### Tarea asignada
Enumera todas las líneas de abajo que contienen la palabra "brown", distinguiendo entre mayúsculas y minúsculas.

### Datos proporcionados
====================

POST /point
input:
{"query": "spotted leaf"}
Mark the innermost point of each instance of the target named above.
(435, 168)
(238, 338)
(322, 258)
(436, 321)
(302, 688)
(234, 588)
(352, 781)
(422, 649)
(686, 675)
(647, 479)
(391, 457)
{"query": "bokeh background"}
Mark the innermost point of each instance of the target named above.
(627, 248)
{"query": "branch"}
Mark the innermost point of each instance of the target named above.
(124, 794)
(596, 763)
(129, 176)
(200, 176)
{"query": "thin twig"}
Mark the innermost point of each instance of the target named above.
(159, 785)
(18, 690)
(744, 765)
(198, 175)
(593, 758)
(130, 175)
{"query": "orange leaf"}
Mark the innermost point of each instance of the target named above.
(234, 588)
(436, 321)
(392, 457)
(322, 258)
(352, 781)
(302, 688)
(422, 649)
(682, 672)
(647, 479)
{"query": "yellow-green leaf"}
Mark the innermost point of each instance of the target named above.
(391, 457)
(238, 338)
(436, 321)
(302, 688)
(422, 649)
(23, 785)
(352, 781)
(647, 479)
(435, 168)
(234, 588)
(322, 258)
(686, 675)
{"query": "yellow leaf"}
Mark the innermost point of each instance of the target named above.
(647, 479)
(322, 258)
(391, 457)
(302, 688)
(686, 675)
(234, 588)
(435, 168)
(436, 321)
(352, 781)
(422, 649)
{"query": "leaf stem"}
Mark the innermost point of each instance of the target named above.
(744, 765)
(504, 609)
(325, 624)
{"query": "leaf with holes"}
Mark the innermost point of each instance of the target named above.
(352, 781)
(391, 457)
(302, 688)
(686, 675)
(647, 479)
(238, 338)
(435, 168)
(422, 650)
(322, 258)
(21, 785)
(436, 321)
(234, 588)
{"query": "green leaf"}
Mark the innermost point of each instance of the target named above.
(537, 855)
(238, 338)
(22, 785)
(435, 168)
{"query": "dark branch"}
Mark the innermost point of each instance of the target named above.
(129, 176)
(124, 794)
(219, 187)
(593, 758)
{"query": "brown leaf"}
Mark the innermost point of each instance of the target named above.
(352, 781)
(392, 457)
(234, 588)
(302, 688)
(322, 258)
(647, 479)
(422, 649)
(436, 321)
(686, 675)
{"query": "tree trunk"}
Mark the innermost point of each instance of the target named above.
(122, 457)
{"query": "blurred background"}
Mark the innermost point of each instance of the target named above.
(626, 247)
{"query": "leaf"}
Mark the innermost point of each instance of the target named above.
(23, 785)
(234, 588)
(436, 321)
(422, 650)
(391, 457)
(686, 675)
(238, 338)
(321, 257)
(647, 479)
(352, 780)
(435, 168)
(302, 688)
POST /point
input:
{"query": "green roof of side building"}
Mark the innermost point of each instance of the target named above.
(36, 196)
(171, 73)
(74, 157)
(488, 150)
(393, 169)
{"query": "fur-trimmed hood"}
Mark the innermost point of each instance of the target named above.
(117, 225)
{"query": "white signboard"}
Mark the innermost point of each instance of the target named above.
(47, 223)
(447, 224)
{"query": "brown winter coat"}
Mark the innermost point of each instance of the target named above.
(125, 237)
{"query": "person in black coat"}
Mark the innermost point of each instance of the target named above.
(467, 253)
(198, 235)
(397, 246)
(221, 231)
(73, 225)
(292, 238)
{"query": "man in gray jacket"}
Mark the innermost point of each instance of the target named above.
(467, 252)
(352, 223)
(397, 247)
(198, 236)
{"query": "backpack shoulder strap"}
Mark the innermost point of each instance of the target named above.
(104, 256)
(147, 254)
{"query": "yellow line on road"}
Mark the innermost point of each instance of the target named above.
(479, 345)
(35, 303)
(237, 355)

====================

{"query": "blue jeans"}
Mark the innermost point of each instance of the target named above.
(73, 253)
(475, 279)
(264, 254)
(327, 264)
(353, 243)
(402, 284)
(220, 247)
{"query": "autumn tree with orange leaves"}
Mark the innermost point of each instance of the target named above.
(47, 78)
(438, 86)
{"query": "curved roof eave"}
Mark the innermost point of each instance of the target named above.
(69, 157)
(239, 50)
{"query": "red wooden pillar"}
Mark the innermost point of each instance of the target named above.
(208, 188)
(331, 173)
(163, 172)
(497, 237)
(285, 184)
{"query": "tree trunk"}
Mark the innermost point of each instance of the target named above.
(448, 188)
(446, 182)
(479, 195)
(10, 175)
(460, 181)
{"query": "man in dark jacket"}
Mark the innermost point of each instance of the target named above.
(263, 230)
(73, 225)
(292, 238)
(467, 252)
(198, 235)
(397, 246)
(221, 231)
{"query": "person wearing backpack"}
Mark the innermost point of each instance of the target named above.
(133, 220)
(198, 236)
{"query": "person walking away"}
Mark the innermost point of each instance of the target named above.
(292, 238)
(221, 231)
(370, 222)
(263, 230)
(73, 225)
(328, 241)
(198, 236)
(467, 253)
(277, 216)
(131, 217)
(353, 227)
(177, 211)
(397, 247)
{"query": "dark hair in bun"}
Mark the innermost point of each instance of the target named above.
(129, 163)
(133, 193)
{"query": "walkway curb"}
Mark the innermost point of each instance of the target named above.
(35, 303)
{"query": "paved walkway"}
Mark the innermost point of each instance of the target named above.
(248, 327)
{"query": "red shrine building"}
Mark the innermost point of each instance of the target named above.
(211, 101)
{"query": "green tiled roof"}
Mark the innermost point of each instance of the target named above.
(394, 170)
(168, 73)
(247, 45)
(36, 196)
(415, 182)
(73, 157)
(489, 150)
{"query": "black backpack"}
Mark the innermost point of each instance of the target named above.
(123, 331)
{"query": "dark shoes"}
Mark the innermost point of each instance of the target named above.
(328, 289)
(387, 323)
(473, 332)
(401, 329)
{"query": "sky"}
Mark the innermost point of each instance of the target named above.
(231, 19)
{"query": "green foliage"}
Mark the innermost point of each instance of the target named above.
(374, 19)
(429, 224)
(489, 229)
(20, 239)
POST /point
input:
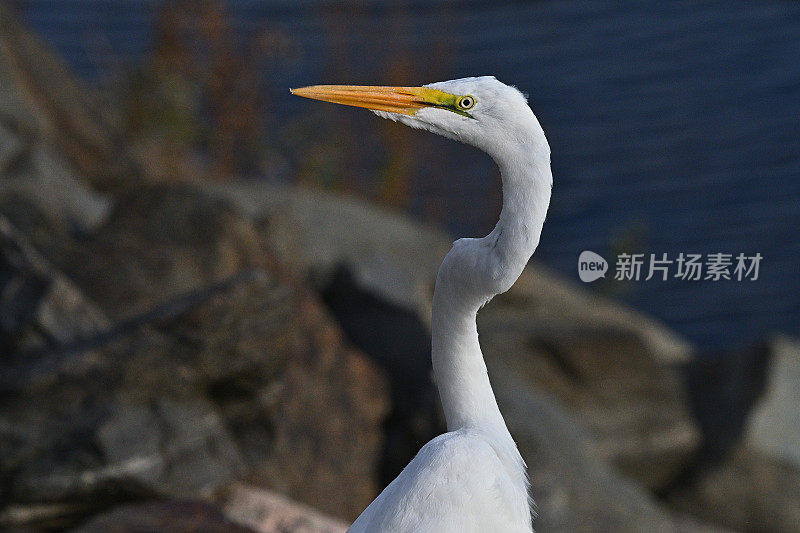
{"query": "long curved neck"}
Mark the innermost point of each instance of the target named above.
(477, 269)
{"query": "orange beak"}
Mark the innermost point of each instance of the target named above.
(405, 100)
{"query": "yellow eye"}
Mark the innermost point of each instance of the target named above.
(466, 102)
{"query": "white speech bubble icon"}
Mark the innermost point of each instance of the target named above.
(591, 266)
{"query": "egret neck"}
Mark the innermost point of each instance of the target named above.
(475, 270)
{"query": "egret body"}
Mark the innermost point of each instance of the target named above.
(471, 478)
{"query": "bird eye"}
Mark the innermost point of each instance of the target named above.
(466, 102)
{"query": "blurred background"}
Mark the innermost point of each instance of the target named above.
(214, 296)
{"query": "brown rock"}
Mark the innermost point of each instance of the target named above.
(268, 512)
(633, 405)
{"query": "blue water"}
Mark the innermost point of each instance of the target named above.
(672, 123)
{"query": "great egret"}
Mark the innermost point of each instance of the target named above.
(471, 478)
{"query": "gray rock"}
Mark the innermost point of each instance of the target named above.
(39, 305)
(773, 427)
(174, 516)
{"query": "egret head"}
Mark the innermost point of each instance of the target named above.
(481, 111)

====================

### Salida esperada
{"query": "brown leaf"}
{"query": "brown winter coat"}
{"query": "brown rock"}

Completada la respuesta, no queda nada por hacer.